_PROBLEM 1:_ According to the report on the Sandusky verdict, when was sentencing expected?
_PROBLEM 2:_ Name every person identified by name in the report on the Sandusky verdict.
_PROBLEM 3:_ Proceed with the report on the Sandusky verdict, picking up after its final sentence.

_SELECTED TEXT:_
---

A US jury convicted former Penn State assistant football coach Jerry Sandusky Friday on 45 of 48 counts in a child sex abuse case that shocked the nation and rocked the university.
Police led the 68-year-old Sandusky -- who had a dazed look on his face -- away from the courthouse in Bellefonte, Pennsylvania in handcuffs, and into a waiting patrol car to take him to the local jail, television footage showed.
Bystanders outside the courthouse cheered upon news of the verdict in the high-profile case in a nation where many are obsessed by college sports and revere the coaches of their American football teams.
The headline-grabbing scandal also has tarnished the legacy of Pennsylvania State University, one of the country's most illustrious college football programs.
Sandusky, who stood accused of molesting 10 boys over a 15-year period, allegedly recruited his young victims under the guise of a program he ran for abused and neglected youth.
The once popular coach was found guilty of charges related to each of the 10 victims, but acquitted of three individual counts relative to three separate individuals, the Harrisburg-based Patriot-News reported.
Sentencing was expected in about 90 days, according to US media reports.
Pennsylvania Attorney General Linda Kelly called Sandusky "a serial child predator who committed horrific acts" and thanked the victims for testifying, saying they had "shown great strength" in telling their stories.
Eight of those victims took the stand, offering graphic testimony about Sandusky's actions, on campus, in hotel rooms and at his home. Another coach told the court he saw Sandusky raping a boy in the showers at Penn State.
Sandusky, who did not testify in his own defense, had faced 48 counts of sexually abusing at least 10 boys between 1994 and 2008. Four additional counts were dismissed during the trial.
Prosecutors said he recruited his victims through his Second Mile charity, which went bankrupt last month after donations dried up in the wake of the scandal.
Defense lawyer Joseph Amendola told reporters that he had battled a "tidal wave of public opinion against Jerry Sandusky" and that the verdict, though not a surprise, was a disappointment for the Sandusky family.
"I used the analogy that we were trying to climb Mount Everest from the bottom of the mountain. Well obviously, we didn't make it," Amendola said.
Amendola said there were "decent appeal issues" that his team would pursue, but acknowledged: "Essentially, the sentence that Jerry will receive is a life sentence."

---

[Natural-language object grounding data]

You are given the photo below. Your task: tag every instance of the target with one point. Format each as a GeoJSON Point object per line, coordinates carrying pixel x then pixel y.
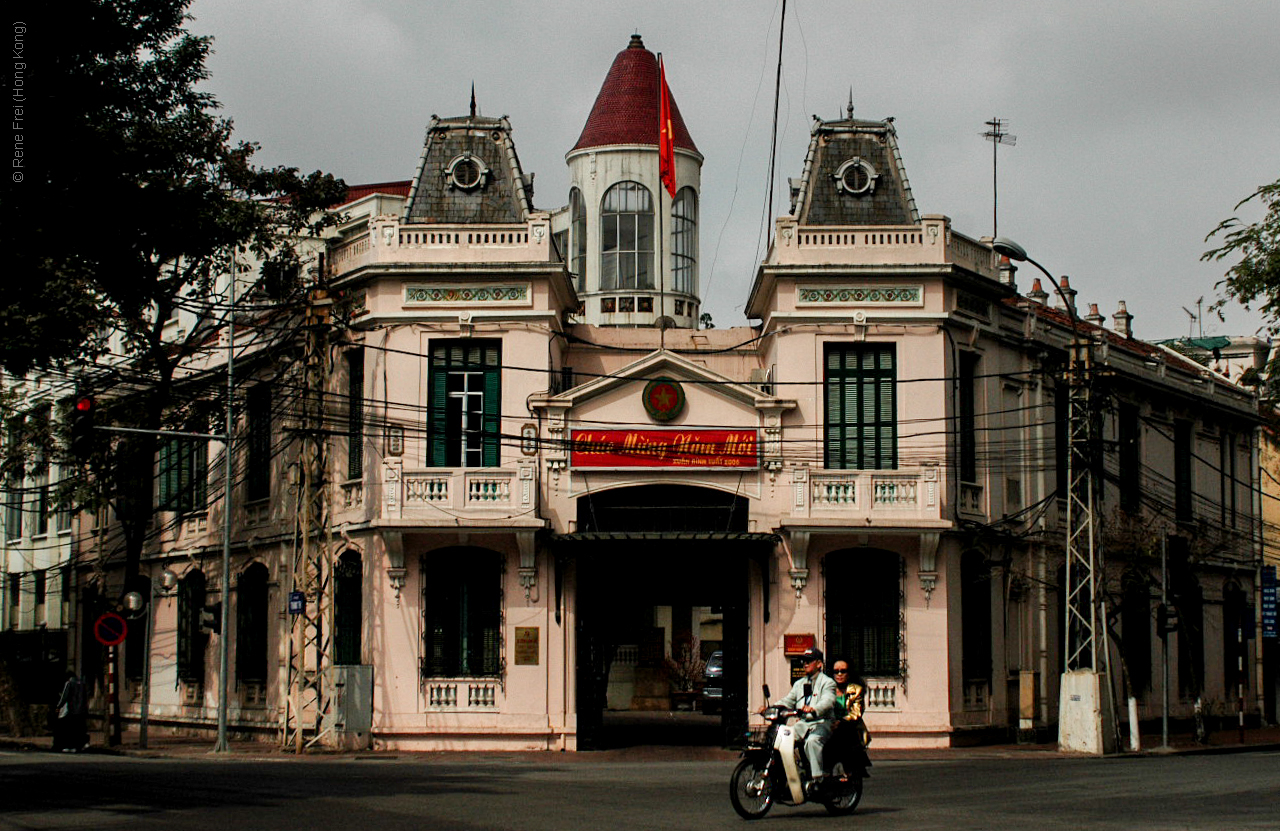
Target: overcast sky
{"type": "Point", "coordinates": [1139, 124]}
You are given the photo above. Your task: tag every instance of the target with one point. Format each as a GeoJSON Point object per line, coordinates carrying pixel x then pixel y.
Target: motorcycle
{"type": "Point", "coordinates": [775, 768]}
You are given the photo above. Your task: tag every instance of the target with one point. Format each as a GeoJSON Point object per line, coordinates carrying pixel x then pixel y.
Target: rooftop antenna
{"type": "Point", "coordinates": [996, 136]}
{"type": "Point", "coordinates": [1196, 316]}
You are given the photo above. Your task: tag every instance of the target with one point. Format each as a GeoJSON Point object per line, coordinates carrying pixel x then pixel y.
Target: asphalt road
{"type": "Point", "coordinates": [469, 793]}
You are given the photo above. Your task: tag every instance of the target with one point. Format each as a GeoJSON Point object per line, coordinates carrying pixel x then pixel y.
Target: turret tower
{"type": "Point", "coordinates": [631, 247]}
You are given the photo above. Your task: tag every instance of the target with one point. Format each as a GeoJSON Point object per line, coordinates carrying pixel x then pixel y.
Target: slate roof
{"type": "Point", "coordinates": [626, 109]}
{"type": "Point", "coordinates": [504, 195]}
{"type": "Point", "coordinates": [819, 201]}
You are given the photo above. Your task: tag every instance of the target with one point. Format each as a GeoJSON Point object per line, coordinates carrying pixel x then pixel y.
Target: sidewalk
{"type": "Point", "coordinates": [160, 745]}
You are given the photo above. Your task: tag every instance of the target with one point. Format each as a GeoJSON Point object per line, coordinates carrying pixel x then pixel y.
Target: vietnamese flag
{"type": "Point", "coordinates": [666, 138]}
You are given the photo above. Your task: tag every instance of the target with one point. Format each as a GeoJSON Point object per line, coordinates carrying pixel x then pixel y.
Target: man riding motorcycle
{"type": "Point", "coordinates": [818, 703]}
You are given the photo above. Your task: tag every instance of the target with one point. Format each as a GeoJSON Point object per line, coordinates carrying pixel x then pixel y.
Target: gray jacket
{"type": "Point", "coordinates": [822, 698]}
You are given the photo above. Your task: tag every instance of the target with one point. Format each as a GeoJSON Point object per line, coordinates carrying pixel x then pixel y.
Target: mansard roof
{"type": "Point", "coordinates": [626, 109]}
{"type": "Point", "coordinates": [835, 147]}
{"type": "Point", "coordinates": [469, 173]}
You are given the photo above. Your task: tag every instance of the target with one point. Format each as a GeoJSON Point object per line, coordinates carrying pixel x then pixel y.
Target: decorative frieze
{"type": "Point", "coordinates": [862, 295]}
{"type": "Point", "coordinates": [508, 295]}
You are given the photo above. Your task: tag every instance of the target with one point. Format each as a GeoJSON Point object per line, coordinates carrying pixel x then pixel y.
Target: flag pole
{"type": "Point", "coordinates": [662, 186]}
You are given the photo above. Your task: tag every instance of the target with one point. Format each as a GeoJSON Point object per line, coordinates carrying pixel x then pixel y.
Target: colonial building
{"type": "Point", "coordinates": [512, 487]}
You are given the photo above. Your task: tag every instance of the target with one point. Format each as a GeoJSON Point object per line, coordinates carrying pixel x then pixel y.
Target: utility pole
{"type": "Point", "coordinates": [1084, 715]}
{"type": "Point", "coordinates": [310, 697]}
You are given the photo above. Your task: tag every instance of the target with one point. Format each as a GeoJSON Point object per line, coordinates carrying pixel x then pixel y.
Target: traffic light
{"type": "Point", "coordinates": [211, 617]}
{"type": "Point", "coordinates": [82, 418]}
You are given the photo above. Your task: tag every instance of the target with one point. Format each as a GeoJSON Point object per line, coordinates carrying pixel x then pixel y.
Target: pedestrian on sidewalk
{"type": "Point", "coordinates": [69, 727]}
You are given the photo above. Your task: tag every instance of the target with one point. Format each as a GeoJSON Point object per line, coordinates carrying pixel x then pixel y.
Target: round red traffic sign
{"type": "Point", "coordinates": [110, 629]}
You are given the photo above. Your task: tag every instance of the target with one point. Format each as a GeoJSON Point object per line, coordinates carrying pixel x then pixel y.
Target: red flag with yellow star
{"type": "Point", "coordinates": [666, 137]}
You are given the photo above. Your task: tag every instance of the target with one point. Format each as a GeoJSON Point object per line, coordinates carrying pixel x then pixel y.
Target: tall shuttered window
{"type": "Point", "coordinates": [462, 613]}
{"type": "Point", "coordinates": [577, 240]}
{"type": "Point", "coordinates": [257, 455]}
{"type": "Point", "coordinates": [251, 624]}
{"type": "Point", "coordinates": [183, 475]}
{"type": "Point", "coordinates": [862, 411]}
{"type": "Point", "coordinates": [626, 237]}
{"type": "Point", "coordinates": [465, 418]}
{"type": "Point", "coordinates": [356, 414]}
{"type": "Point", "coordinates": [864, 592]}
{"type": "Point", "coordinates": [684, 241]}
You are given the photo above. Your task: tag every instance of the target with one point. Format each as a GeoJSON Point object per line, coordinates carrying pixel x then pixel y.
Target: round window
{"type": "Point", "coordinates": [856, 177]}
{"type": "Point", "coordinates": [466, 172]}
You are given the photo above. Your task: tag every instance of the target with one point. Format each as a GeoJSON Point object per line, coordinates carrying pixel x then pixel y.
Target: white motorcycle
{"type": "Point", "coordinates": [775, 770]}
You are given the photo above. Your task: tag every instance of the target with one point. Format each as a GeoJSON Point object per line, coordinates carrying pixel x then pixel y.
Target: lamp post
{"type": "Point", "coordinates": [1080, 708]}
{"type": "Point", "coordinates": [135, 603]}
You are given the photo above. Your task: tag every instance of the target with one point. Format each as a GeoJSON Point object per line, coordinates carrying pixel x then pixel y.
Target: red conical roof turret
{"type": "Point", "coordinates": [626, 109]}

---

_REPLY 1:_ In about 90 days.

_REPLY 2:_ Jerry Sandusky, Linda Kelly, Joseph Amendola

_REPLY 3:_
That statement elicited cheers from the crowd gathered outside the courthouse in bucolic Bellefonte, which has been invaded by the media since the trial began on June 11.
The jury in the case -- which included one Penn State professor, a student and many others with Penn State ties -- had deliberated under tight security since Thursday.
The jurors therefore were likely unaware of the bombshell disclosure from Sandusky's youngest adopted son, Matt, who said through his attorneys that he too was a victim of sex abuse at the hands of Sandusky.
Amendola told reporters that the allegations had led to the decision not to put his client on the stand, as Matt Sandusky could then have been called as a witness.
"To have Matt testify against him would have absolutely destroyed whatever chances Jerry Sandusky had of acquittal," Amendola said.
On Thursday, lead prosecutor Joseph McGettigan had made an emotional plea to the jury to convict Sandusky, depicting him as a predatory pedophile who callously groomed his young victims.
"I feel like I have 10 pieces of souls in my pockets, pieces of childhoods ravished," McGettigan said.
The scandal led to the firing of Penn State's longtime head football coach Joe Paterno, a national icon whose fall from grace came just a few weeks before his unexpected death from lung cancer in January at the age of 85.
The legendary coach was fired in November for failing to notify authorities when he was told Sandusky had been seen molesting a boy in the shower. The university's president, Graham Spanier, was also sacked.
Paterno's family released a brief statement calling the verdict an "important milestone," thanking the jurors for their "diligent service" and offering prayers to the victims and their families.
Two other Penn State officials, Tim Curley and Gary Schultz, face trial for lying to a grand jury investigating Sandusky.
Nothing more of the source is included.